WORK TO DO >> Reproduce the material below word for word, starting at the line that contains "wing in the photo above." and ending at the end of the material, and omit the pictures.
— Start —
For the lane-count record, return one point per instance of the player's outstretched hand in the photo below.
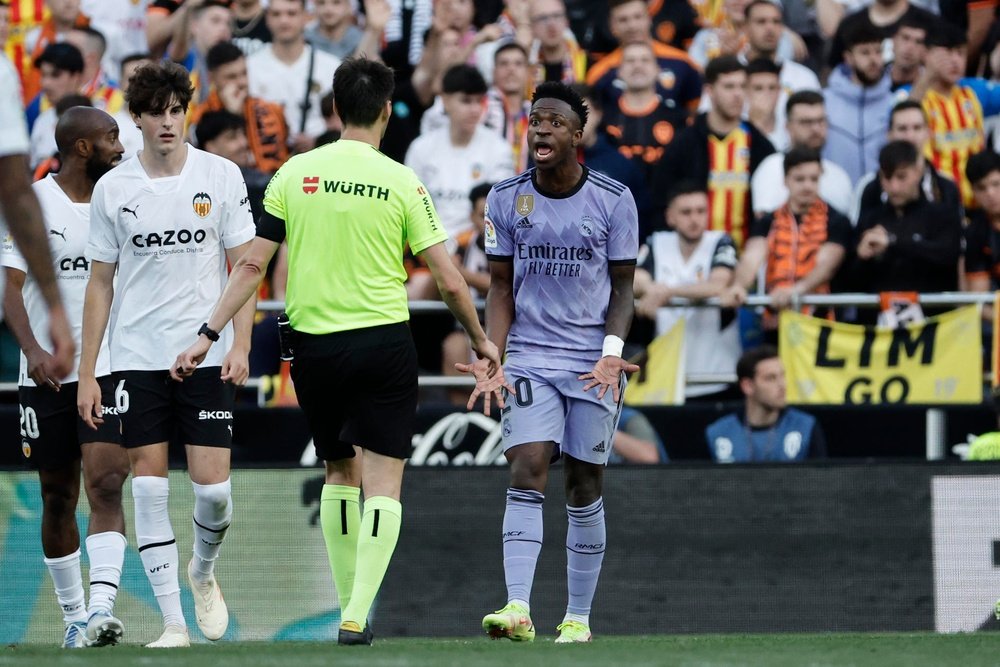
(607, 373)
(189, 359)
(236, 366)
(41, 369)
(88, 402)
(490, 382)
(63, 347)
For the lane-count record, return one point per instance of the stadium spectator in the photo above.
(599, 154)
(909, 49)
(61, 67)
(358, 333)
(53, 441)
(982, 233)
(63, 16)
(642, 123)
(884, 17)
(956, 106)
(223, 133)
(691, 262)
(21, 216)
(250, 31)
(201, 26)
(678, 80)
(720, 151)
(636, 441)
(292, 73)
(858, 98)
(129, 134)
(907, 243)
(907, 122)
(123, 23)
(555, 54)
(264, 121)
(806, 123)
(764, 30)
(453, 159)
(507, 105)
(474, 266)
(766, 430)
(763, 95)
(800, 246)
(335, 30)
(579, 224)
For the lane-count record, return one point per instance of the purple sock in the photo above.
(522, 540)
(585, 540)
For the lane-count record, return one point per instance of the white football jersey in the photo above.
(169, 237)
(68, 224)
(450, 172)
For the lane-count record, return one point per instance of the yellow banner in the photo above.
(661, 378)
(939, 361)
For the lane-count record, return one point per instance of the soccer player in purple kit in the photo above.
(562, 242)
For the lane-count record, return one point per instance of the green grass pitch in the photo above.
(798, 650)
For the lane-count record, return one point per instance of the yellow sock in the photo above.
(340, 517)
(379, 533)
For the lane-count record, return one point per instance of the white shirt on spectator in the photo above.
(450, 172)
(767, 185)
(275, 81)
(123, 24)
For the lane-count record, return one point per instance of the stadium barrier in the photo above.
(691, 549)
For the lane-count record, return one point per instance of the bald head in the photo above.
(82, 123)
(88, 144)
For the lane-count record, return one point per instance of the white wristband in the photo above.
(613, 346)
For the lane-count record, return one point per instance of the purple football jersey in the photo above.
(561, 246)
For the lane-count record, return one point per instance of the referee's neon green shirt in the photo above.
(349, 211)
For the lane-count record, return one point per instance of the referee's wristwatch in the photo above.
(208, 333)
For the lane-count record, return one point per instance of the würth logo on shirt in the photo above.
(202, 204)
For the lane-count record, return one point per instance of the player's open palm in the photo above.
(88, 402)
(607, 374)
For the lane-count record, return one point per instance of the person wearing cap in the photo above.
(61, 68)
(955, 104)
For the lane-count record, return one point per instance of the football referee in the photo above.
(347, 211)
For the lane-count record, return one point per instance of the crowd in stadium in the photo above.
(786, 147)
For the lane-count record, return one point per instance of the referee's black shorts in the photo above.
(358, 387)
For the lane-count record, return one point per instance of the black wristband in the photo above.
(208, 333)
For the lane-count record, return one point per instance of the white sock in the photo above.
(157, 546)
(68, 583)
(213, 510)
(106, 553)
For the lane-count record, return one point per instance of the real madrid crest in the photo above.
(202, 204)
(525, 204)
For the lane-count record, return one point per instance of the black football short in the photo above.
(358, 387)
(199, 410)
(51, 429)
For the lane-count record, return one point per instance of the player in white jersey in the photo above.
(562, 242)
(24, 217)
(169, 220)
(53, 437)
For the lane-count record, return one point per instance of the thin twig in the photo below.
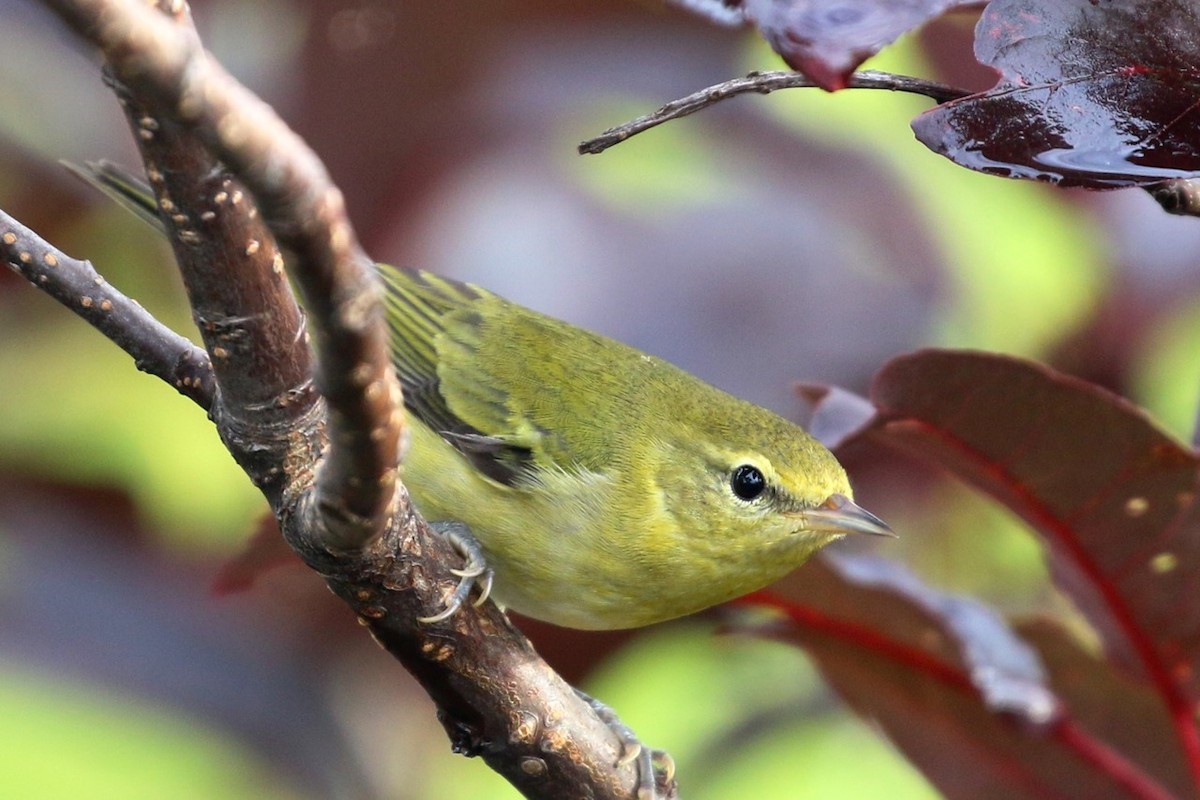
(495, 696)
(354, 493)
(1179, 197)
(762, 83)
(155, 348)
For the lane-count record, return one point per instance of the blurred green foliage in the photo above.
(67, 739)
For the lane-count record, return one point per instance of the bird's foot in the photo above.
(655, 768)
(473, 572)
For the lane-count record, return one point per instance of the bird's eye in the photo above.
(748, 482)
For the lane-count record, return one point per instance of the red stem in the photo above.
(1065, 728)
(1177, 703)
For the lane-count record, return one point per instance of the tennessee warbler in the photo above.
(606, 488)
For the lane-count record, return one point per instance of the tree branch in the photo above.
(155, 348)
(165, 66)
(762, 83)
(348, 516)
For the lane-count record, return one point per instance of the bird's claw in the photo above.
(474, 572)
(655, 768)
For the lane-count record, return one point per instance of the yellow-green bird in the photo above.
(606, 488)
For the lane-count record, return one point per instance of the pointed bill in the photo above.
(840, 515)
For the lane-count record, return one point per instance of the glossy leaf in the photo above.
(826, 40)
(948, 683)
(1092, 92)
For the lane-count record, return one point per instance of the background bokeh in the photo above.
(769, 240)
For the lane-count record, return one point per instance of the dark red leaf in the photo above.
(1092, 92)
(826, 40)
(1113, 497)
(264, 551)
(949, 684)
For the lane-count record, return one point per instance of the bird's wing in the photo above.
(449, 382)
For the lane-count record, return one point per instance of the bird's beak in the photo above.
(840, 515)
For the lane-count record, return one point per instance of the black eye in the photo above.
(748, 482)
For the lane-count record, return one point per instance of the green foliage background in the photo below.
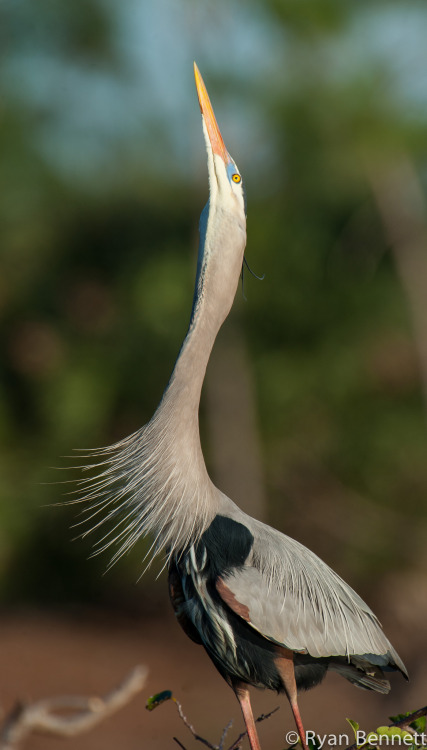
— End —
WRITTEN ANSWER >>
For the lane-count record, return one point per instance of the bird's wing in the photo above.
(449, 382)
For the lane-count record, return one point per instance of the bird's beak in the photo above.
(840, 515)
For the lane-count record, return one point per instance of the black eye in the photo above.
(748, 482)
For the lane-count record, return one point per instance of the green foliage background in the photo below.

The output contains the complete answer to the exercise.